▸ LISTED ENTRIES:
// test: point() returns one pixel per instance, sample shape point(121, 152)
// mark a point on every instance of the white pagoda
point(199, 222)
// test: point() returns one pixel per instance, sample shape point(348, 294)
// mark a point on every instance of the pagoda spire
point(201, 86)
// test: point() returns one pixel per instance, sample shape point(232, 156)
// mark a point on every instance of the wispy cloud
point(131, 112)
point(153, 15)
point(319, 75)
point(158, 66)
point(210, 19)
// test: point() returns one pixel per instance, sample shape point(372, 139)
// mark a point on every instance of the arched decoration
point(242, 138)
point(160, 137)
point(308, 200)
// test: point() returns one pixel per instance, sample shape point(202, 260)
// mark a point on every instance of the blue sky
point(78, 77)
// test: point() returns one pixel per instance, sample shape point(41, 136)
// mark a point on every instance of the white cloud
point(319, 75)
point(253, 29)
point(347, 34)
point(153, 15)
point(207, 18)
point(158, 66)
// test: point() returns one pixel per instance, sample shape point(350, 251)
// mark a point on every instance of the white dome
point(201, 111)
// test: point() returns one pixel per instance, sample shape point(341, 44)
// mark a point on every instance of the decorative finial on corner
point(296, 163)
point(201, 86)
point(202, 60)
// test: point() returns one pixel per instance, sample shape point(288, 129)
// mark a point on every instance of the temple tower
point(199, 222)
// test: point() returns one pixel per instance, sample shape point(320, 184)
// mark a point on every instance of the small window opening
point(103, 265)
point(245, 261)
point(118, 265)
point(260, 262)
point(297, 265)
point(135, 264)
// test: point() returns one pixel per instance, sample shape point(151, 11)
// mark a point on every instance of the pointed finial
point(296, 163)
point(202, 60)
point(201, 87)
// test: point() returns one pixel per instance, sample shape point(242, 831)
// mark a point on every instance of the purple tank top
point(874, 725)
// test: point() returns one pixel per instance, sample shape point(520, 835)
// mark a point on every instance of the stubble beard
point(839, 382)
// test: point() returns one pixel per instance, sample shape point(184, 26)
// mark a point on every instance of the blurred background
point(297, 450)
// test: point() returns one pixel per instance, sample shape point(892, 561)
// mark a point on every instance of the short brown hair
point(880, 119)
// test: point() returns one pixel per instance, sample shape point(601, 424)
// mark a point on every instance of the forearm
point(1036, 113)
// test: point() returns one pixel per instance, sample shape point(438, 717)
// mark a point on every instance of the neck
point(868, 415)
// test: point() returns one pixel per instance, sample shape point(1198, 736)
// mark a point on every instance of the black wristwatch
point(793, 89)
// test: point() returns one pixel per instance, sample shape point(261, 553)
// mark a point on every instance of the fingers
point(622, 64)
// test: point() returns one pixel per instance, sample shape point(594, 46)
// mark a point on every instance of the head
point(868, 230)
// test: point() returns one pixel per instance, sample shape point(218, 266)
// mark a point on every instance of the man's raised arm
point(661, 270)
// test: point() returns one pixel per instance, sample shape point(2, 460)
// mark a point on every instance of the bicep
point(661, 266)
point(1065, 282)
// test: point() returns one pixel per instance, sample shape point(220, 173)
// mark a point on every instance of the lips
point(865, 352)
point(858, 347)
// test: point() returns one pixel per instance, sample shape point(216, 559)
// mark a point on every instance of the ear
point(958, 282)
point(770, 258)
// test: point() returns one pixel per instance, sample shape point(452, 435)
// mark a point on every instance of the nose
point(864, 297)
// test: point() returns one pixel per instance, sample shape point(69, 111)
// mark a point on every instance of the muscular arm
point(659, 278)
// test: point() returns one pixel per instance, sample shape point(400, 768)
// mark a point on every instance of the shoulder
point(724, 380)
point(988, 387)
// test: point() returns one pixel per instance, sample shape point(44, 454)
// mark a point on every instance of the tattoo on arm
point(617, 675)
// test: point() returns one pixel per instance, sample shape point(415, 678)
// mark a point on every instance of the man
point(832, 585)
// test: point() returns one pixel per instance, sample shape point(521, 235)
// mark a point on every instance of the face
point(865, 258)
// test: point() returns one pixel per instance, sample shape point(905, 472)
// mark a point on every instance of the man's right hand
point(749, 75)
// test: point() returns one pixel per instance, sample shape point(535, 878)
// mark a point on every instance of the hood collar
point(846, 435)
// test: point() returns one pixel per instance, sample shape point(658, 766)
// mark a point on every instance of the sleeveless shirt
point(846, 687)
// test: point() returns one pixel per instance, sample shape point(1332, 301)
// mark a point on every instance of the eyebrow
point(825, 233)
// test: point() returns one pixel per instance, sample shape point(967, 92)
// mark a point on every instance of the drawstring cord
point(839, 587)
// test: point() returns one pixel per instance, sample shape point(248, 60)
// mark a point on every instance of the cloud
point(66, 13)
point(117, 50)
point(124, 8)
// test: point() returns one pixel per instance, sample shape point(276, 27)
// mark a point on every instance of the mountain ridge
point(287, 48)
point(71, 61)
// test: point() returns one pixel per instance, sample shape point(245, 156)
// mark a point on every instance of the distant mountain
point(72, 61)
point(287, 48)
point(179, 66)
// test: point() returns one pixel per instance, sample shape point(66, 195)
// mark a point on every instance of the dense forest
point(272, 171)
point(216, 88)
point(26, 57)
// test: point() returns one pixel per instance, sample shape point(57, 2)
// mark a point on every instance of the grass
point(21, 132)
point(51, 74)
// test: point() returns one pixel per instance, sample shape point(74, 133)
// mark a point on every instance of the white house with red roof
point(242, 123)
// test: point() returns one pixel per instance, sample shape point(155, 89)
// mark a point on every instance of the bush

▸ EXERCISE DETAILS: Reproduce all of the material above, swapping each occurrence of "pixel" for "coordinate" and leaving everything else unchanged.

▸ WRITTEN RESPONSE:
// test: point() returns one coordinate per instance, sample shape point(121, 152)
// mark a point on every instance of the white pagoda
point(199, 222)
// test: point() returns one coordinate per instance, sample shape point(348, 294)
// mark a point on every instance of the pagoda spire
point(201, 86)
// test: point() returns one coordinate per instance, sample shape point(232, 156)
// mark a point on every instance of the wispy cloud
point(131, 112)
point(153, 15)
point(319, 75)
point(158, 66)
point(210, 19)
// test: point() returns one coordinate per instance, sample shape point(372, 139)
// mark a point on every instance of the arched decoration
point(242, 138)
point(160, 137)
point(308, 200)
// test: point() returns one coordinate per instance, sample shape point(202, 260)
// mark a point on every instance of the blue sky
point(78, 77)
// test: point() returns one coordinate per instance, sample shape point(41, 136)
// mark a point on every instance of the white cloud
point(319, 75)
point(253, 29)
point(347, 34)
point(153, 15)
point(207, 18)
point(158, 66)
// test: point() returns one coordinate per instance, sample shape point(350, 251)
// mark a point on every instance of the white dome
point(201, 111)
// test: point() returns one coordinate per instance, sample shape point(341, 44)
// mark a point on every instance of the decorative finial on corner
point(296, 163)
point(201, 86)
point(202, 60)
// test: point() returns one coordinate per instance, sample shape point(288, 129)
// mark a point on every instance of the temple tower
point(199, 222)
// test: point() returns one coordinate per instance, sample shape point(320, 184)
// mark a point on every instance of the small window opening
point(103, 265)
point(245, 261)
point(118, 265)
point(260, 262)
point(297, 265)
point(135, 264)
// test: point() returns one coordinate per instance, sample shape point(151, 11)
// mark a point on every instance of the pointed finial
point(296, 163)
point(202, 60)
point(201, 87)
// test: point() returns one coordinate per instance, sample shape point(242, 831)
// mark a point on every instance of the purple tank top
point(874, 725)
// test: point() returns one coordinate per instance, sample shape point(520, 835)
// mark a point on every instance of the stubble beard
point(839, 382)
// test: point() returns one coordinate per instance, sample shape point(184, 26)
// mark a point on every instance of the blurred background
point(297, 450)
// test: point() returns one coordinate per instance, sample shape point(892, 561)
// mark a point on every instance of the short brown hair
point(880, 119)
// test: point() returns one coordinate per instance, sample shape point(601, 424)
// mark a point on every instance of the forearm
point(1036, 113)
// test: point() returns one coordinate per instance, sample shape point(438, 717)
// mark a point on every instance of the neck
point(868, 415)
// test: point() returns one coordinate per instance, sample shape point(1198, 736)
// mark a point on every instance of the black wristwatch
point(793, 89)
// test: point() returns one coordinate per instance, sample shape point(261, 553)
// mark a point on every instance of the fingers
point(622, 64)
// test: point() returns one coordinate per instance, sample shape point(594, 46)
// mark a point on every instance of the head
point(868, 230)
// test: point() returns one coordinate per instance, sample shape point(218, 266)
// mark a point on every instance of the man's raised arm
point(661, 270)
// test: point() returns one coordinate per instance, sample shape point(2, 460)
// mark a point on every instance of the bicep
point(661, 266)
point(1065, 282)
// test: point() returns one coordinate per instance, sample shape point(220, 173)
// mark a point on every instance of the lips
point(865, 352)
point(858, 347)
// test: point() returns one coordinate per instance, sample shape point(216, 559)
// mark a point on every instance of the ear
point(958, 282)
point(770, 258)
// test: point() returns one coordinate per instance, sample shape point(452, 435)
// mark a point on every instance of the nose
point(864, 297)
// test: point() returns one coordinate per instance, sample shape point(69, 111)
// mark a point on every instance of the muscular arm
point(659, 278)
// test: point() returns one coordinate per instance, sample shape point(400, 768)
// mark a point on every instance of the shoulder
point(724, 380)
point(988, 387)
// test: point() returns one coordinate per instance, sample shape point(44, 454)
// mark a point on every instance of the tattoo on arm
point(617, 675)
// test: point() returns one coordinate per instance, sample shape point(415, 678)
// mark a point on every instance of the man
point(832, 585)
// test: point() returns one coordinate per instance, sample shape point(521, 235)
// mark a point on every instance of the face
point(865, 258)
// test: point() returns one coordinate per instance, sample shape point(905, 472)
// mark a point on every instance of the man's right hand
point(749, 75)
// test: point() returns one coordinate per instance, sample shape point(535, 878)
// mark a point on every instance of the hood collar
point(846, 435)
// test: point() returns one coordinate per instance, sample shape point(658, 766)
// mark a point on every instance of the sleeveless shirt
point(846, 687)
// test: point() returns one coordinate per instance, sample shape point(1332, 301)
// mark a point on every instance of the eyebrow
point(825, 233)
// test: point() returns one coordinate per instance, sample shape point(967, 92)
// mark a point on every instance of the drawstring cord
point(839, 587)
// test: point() returns one coordinate per instance, sample shape point(248, 60)
// mark a point on every instance of the cloud
point(66, 13)
point(117, 50)
point(124, 8)
// test: point() returns one coordinate per instance, sample shape point(276, 27)
// mark a point on every instance of the mountain ridge
point(287, 48)
point(71, 61)
// test: point() returns one coordinate per instance, sample shape point(245, 156)
// mark a point on every instance of the distant mountain
point(72, 61)
point(287, 48)
point(179, 66)
// test: point() returns one coordinate per instance, sample shape point(66, 195)
// mark a point on every instance of the dense forest
point(272, 171)
point(216, 88)
point(26, 57)
// test: point() returns one coordinate per instance, sample shape point(57, 2)
// mark a point on every instance of the grass
point(21, 132)
point(51, 74)
// test: point() returns one coordinate per instance, sample shape point(74, 133)
// mark a point on every instance of the white house with red roof
point(242, 123)
// test: point() returns one coordinate per instance, sample shape point(155, 89)
// mark a point on every instance of the bush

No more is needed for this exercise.